The problem ->
The response must contain every line below in which "aircraft" appears.

Input for this task ->
+-------+
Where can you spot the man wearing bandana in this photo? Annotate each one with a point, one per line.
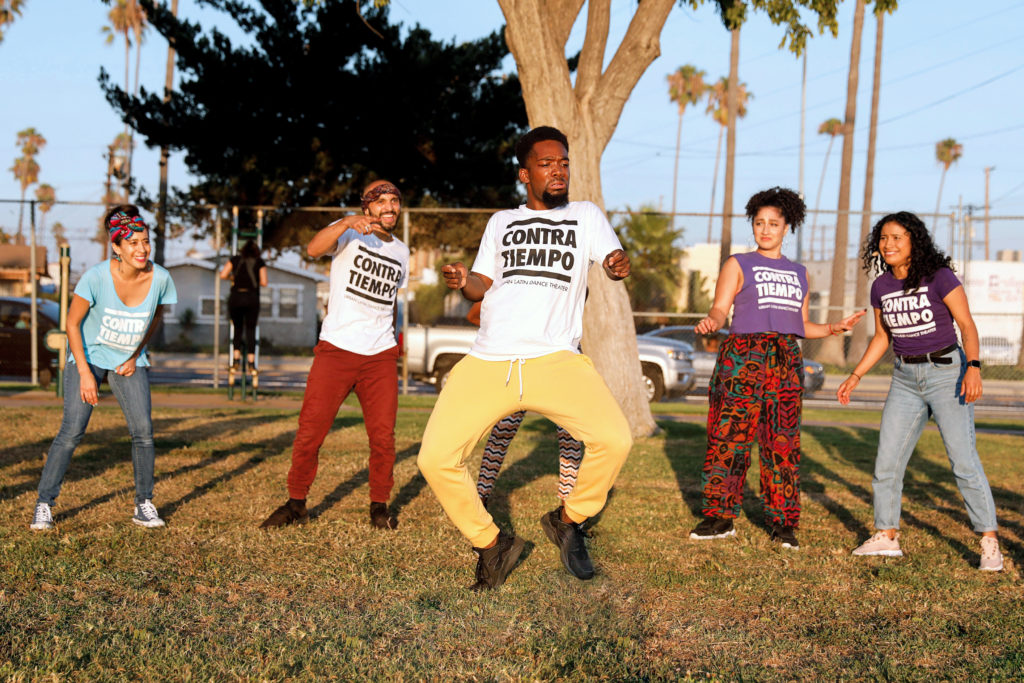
(356, 349)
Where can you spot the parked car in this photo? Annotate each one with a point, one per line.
(706, 353)
(432, 351)
(997, 351)
(15, 349)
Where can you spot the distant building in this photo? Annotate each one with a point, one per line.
(15, 279)
(289, 311)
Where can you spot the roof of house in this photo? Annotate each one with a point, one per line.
(210, 265)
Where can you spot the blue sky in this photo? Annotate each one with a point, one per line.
(946, 73)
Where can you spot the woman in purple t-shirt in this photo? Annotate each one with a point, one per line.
(757, 388)
(916, 298)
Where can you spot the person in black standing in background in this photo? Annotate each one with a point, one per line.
(247, 270)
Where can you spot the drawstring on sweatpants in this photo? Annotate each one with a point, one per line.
(508, 377)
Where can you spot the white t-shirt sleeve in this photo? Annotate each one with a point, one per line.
(604, 239)
(486, 261)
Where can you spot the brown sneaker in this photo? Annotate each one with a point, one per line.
(380, 517)
(497, 562)
(293, 512)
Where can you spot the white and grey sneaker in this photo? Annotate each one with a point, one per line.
(991, 558)
(42, 518)
(146, 515)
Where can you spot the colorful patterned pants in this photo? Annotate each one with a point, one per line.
(569, 456)
(756, 392)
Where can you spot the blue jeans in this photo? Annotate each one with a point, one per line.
(916, 390)
(133, 396)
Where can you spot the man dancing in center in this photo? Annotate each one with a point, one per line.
(530, 273)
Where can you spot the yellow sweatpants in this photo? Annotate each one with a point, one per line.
(563, 387)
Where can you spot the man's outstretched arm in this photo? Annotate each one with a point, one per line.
(473, 285)
(616, 264)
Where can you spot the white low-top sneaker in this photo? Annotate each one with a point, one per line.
(146, 515)
(42, 518)
(880, 544)
(991, 558)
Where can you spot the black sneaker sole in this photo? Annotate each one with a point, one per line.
(549, 529)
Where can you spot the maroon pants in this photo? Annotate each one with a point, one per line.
(334, 374)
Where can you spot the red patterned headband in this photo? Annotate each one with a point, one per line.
(375, 194)
(121, 225)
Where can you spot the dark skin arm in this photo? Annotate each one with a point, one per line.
(616, 264)
(473, 285)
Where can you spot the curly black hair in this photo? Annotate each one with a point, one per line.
(539, 134)
(786, 201)
(926, 258)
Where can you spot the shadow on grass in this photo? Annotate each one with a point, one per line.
(361, 477)
(839, 444)
(118, 450)
(685, 444)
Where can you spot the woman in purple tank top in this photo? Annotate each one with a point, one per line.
(916, 298)
(757, 389)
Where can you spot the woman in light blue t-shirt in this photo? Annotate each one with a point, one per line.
(117, 306)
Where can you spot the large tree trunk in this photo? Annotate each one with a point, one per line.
(732, 97)
(588, 114)
(832, 347)
(161, 231)
(858, 342)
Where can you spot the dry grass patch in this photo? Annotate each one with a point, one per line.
(213, 597)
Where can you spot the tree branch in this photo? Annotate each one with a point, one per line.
(638, 49)
(592, 56)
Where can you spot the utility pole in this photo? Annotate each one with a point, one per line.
(803, 121)
(988, 172)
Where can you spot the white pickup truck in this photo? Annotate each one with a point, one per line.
(431, 351)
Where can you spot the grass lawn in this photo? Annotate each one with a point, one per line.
(212, 597)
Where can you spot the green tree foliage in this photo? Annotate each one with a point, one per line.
(651, 243)
(315, 104)
(9, 9)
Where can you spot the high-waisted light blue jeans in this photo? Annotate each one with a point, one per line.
(133, 396)
(916, 390)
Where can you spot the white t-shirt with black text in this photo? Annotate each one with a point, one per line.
(366, 275)
(539, 262)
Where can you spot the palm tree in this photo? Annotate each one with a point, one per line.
(45, 197)
(717, 107)
(26, 169)
(833, 128)
(858, 340)
(161, 228)
(8, 10)
(947, 153)
(127, 18)
(686, 86)
(832, 347)
(732, 103)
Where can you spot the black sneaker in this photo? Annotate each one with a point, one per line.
(569, 540)
(713, 527)
(380, 517)
(783, 535)
(293, 512)
(496, 563)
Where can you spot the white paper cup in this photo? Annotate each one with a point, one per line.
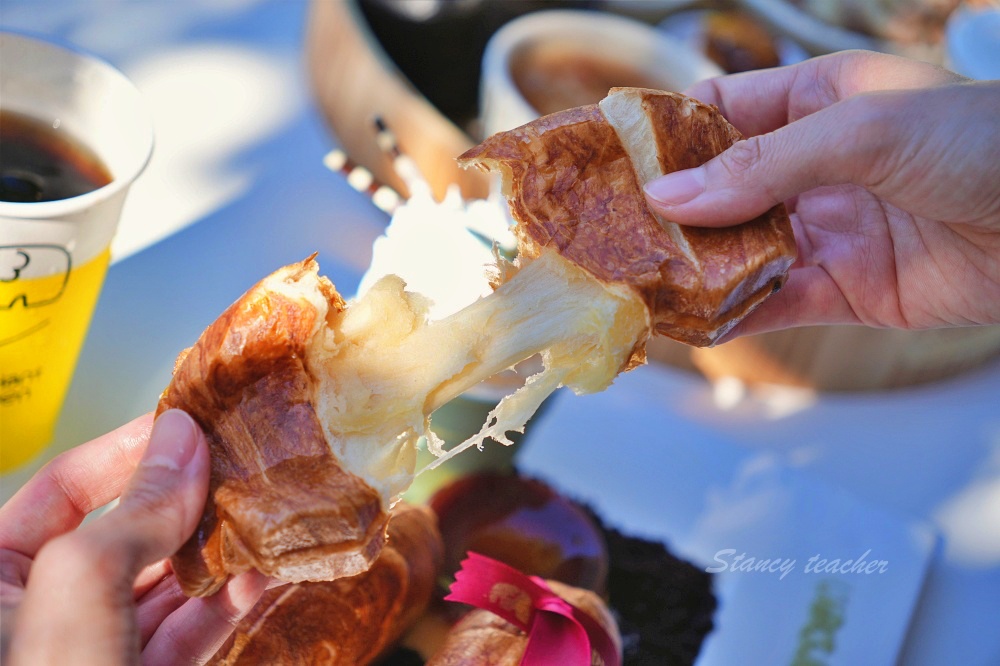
(636, 50)
(53, 254)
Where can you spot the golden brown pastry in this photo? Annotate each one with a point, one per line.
(350, 621)
(574, 181)
(313, 408)
(481, 638)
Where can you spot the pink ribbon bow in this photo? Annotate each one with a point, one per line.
(558, 633)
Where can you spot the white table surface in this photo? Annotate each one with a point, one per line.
(238, 153)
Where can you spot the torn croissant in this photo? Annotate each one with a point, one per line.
(313, 408)
(481, 637)
(350, 621)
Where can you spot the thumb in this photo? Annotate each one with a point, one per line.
(840, 144)
(164, 499)
(79, 598)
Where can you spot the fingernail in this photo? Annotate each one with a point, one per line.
(677, 188)
(172, 442)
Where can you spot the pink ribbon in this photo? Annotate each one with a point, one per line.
(558, 633)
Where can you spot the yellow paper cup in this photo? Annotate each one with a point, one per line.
(54, 254)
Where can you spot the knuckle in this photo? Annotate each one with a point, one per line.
(741, 157)
(81, 555)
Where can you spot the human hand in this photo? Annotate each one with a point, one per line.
(104, 593)
(890, 172)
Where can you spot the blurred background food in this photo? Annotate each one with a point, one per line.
(418, 64)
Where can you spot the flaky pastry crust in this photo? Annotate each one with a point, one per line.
(574, 183)
(279, 501)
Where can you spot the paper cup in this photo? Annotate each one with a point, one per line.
(54, 254)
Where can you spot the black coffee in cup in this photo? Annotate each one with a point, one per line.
(41, 163)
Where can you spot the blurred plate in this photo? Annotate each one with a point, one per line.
(656, 472)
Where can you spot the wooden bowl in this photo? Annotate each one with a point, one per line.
(354, 81)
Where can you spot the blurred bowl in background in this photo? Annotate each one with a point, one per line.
(552, 60)
(355, 79)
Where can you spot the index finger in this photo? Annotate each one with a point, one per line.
(74, 483)
(764, 100)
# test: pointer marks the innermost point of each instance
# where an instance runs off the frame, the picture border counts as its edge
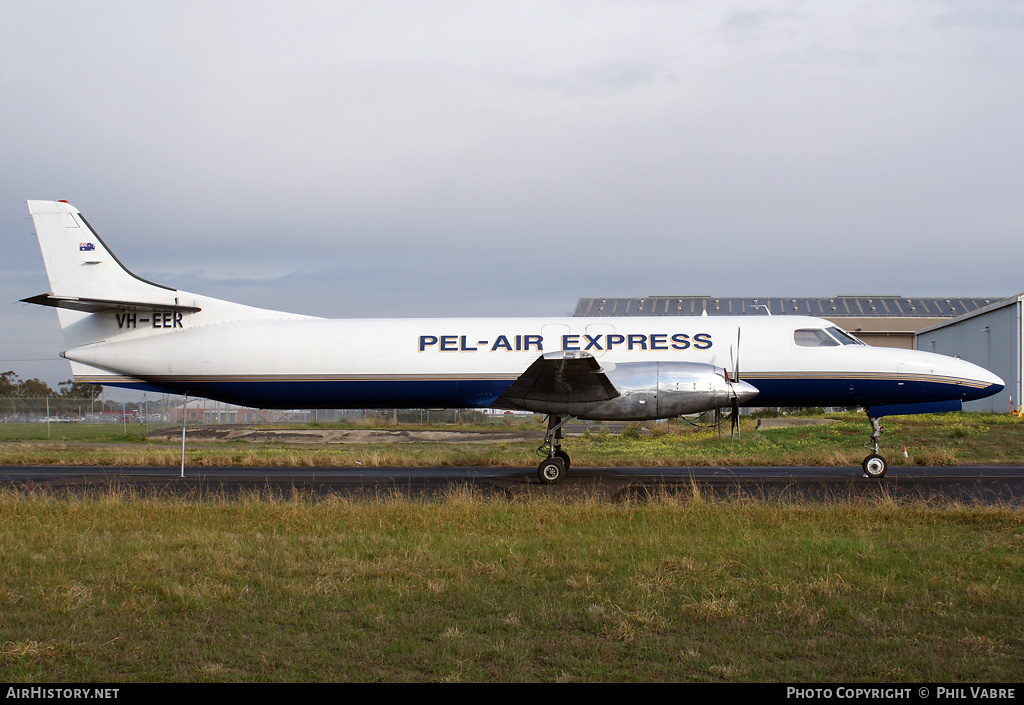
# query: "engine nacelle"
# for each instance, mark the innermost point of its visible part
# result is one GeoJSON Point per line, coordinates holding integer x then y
{"type": "Point", "coordinates": [656, 389]}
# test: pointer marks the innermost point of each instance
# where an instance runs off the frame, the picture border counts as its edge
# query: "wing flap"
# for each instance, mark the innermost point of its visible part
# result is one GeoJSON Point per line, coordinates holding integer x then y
{"type": "Point", "coordinates": [562, 376]}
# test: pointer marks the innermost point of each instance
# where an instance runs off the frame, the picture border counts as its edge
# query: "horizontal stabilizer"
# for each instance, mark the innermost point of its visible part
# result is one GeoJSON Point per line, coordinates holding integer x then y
{"type": "Point", "coordinates": [96, 305]}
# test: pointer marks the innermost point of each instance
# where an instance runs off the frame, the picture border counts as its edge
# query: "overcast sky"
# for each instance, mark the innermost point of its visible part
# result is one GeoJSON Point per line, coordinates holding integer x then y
{"type": "Point", "coordinates": [353, 159]}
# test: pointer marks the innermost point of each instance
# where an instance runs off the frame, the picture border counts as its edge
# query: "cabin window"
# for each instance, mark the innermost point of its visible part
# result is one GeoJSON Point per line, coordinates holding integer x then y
{"type": "Point", "coordinates": [813, 337]}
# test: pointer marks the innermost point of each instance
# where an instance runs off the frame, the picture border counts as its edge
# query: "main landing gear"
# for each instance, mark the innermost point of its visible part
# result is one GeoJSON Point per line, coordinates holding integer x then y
{"type": "Point", "coordinates": [552, 469]}
{"type": "Point", "coordinates": [875, 465]}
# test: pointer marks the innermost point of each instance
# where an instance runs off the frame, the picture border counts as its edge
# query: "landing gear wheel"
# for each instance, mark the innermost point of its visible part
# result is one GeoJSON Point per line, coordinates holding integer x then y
{"type": "Point", "coordinates": [551, 470]}
{"type": "Point", "coordinates": [875, 465]}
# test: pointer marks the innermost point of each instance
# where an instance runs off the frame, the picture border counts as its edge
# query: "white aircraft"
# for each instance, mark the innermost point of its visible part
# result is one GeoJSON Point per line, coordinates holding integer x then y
{"type": "Point", "coordinates": [122, 330]}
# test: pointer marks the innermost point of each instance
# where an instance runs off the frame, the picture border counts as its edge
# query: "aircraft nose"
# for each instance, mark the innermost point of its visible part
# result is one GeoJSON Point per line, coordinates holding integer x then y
{"type": "Point", "coordinates": [984, 382]}
{"type": "Point", "coordinates": [743, 390]}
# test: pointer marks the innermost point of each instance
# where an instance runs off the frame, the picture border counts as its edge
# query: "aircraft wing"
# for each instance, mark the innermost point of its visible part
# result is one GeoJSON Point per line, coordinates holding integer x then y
{"type": "Point", "coordinates": [563, 376]}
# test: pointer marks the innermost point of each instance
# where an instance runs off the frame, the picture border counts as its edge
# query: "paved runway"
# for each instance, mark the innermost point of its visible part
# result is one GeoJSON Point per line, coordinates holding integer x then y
{"type": "Point", "coordinates": [992, 485]}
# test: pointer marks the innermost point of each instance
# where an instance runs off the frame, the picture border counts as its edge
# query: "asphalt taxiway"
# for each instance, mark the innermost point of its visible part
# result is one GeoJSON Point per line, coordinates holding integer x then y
{"type": "Point", "coordinates": [973, 485]}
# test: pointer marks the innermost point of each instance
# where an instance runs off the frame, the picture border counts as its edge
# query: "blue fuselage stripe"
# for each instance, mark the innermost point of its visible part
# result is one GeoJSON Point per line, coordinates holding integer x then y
{"type": "Point", "coordinates": [386, 394]}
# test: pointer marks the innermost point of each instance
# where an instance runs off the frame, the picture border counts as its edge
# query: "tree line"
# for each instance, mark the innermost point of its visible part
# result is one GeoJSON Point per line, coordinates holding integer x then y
{"type": "Point", "coordinates": [12, 385]}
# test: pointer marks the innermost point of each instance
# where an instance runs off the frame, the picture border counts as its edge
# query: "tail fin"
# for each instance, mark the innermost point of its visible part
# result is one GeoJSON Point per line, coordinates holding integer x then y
{"type": "Point", "coordinates": [99, 301]}
{"type": "Point", "coordinates": [84, 275]}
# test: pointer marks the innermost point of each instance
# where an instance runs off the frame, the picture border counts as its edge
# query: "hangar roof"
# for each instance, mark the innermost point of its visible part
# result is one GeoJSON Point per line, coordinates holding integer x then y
{"type": "Point", "coordinates": [822, 306]}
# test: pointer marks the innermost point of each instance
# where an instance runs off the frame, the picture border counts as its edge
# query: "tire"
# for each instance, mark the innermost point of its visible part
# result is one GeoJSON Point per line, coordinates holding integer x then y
{"type": "Point", "coordinates": [551, 470]}
{"type": "Point", "coordinates": [875, 466]}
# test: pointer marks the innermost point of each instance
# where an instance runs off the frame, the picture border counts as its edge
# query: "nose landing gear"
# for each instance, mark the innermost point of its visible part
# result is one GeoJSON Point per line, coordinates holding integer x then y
{"type": "Point", "coordinates": [875, 465]}
{"type": "Point", "coordinates": [552, 469]}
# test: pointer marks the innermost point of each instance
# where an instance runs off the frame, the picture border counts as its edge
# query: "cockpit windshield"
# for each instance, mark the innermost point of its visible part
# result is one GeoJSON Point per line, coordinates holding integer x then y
{"type": "Point", "coordinates": [844, 337]}
{"type": "Point", "coordinates": [813, 337]}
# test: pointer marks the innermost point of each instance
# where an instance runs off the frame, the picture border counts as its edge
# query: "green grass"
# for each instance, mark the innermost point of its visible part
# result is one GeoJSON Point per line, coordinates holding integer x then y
{"type": "Point", "coordinates": [466, 588]}
{"type": "Point", "coordinates": [931, 440]}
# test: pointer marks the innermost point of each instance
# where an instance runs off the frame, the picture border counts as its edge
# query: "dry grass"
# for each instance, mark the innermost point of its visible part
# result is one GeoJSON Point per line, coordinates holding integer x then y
{"type": "Point", "coordinates": [124, 587]}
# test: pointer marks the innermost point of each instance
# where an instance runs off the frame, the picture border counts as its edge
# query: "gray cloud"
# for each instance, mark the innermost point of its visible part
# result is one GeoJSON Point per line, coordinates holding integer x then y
{"type": "Point", "coordinates": [366, 159]}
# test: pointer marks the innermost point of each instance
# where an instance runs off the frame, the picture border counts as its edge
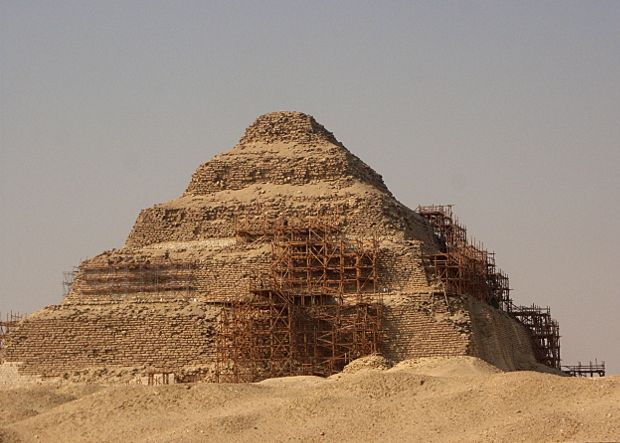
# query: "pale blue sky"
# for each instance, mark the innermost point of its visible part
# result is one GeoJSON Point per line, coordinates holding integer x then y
{"type": "Point", "coordinates": [508, 110]}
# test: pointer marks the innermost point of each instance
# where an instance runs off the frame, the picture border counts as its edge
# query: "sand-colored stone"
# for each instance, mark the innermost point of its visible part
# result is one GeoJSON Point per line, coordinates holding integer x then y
{"type": "Point", "coordinates": [286, 166]}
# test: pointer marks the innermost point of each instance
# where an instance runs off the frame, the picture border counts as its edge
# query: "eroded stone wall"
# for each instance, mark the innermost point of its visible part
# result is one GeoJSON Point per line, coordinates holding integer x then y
{"type": "Point", "coordinates": [62, 339]}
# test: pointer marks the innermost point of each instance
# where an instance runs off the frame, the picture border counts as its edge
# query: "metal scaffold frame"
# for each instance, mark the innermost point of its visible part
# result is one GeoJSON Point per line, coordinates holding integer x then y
{"type": "Point", "coordinates": [464, 267]}
{"type": "Point", "coordinates": [12, 318]}
{"type": "Point", "coordinates": [317, 310]}
{"type": "Point", "coordinates": [589, 370]}
{"type": "Point", "coordinates": [544, 330]}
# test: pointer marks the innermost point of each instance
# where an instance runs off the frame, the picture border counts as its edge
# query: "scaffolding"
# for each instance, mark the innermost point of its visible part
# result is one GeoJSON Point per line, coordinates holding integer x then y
{"type": "Point", "coordinates": [466, 268]}
{"type": "Point", "coordinates": [590, 370]}
{"type": "Point", "coordinates": [463, 266]}
{"type": "Point", "coordinates": [12, 318]}
{"type": "Point", "coordinates": [544, 331]}
{"type": "Point", "coordinates": [317, 310]}
{"type": "Point", "coordinates": [153, 280]}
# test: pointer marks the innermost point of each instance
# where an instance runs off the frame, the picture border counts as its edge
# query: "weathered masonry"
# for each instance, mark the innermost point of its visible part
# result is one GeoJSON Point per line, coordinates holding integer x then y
{"type": "Point", "coordinates": [286, 255]}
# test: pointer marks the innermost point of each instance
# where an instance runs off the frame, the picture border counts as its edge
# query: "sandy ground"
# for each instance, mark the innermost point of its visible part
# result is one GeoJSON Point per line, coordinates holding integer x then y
{"type": "Point", "coordinates": [458, 399]}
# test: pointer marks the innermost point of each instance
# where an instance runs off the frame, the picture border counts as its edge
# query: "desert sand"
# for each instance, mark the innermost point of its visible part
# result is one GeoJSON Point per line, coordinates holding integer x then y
{"type": "Point", "coordinates": [459, 399]}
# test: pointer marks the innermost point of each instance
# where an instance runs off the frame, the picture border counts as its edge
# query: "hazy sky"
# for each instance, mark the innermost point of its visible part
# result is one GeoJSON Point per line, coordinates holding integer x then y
{"type": "Point", "coordinates": [508, 110]}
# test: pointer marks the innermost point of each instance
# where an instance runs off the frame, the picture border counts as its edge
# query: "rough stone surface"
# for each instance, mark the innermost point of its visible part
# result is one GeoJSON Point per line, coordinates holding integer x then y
{"type": "Point", "coordinates": [286, 166]}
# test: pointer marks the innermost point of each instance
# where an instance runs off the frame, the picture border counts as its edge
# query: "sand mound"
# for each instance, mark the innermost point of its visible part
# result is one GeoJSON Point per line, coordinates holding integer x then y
{"type": "Point", "coordinates": [462, 366]}
{"type": "Point", "coordinates": [368, 362]}
{"type": "Point", "coordinates": [398, 404]}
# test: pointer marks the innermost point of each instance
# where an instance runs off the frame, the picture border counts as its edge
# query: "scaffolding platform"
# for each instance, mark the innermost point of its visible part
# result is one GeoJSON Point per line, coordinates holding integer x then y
{"type": "Point", "coordinates": [316, 311]}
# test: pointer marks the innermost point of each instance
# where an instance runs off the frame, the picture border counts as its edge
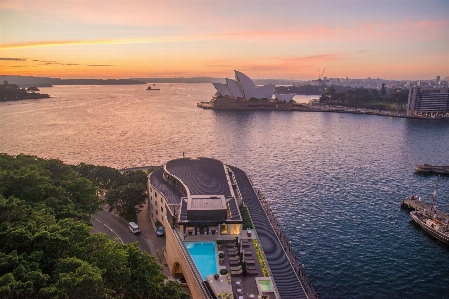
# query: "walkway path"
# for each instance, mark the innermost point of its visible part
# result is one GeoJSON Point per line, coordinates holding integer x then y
{"type": "Point", "coordinates": [284, 275]}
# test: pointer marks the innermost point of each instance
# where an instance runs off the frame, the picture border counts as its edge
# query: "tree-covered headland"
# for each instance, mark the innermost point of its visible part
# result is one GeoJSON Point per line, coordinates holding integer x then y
{"type": "Point", "coordinates": [47, 249]}
{"type": "Point", "coordinates": [12, 92]}
{"type": "Point", "coordinates": [367, 98]}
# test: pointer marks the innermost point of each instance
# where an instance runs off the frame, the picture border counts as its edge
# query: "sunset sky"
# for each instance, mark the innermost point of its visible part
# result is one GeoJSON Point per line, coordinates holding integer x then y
{"type": "Point", "coordinates": [395, 39]}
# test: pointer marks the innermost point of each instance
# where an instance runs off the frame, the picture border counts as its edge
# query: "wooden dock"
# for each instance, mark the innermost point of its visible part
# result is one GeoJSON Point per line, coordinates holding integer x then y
{"type": "Point", "coordinates": [418, 205]}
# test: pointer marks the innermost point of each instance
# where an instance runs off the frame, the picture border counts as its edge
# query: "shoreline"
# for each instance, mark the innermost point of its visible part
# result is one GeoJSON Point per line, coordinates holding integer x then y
{"type": "Point", "coordinates": [303, 108]}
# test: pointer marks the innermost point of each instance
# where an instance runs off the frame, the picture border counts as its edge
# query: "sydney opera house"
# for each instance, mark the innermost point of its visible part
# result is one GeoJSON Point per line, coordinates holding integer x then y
{"type": "Point", "coordinates": [243, 90]}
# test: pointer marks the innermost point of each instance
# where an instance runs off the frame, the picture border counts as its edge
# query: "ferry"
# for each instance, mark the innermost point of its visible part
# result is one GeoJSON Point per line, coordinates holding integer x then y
{"type": "Point", "coordinates": [437, 227]}
{"type": "Point", "coordinates": [431, 168]}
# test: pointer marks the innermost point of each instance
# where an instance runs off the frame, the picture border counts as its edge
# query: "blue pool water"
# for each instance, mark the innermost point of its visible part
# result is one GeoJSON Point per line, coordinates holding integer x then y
{"type": "Point", "coordinates": [204, 255]}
+-------+
Written solution ->
# query: "white aircraft"
# query: "aircraft nose"
# query: "aircraft wing"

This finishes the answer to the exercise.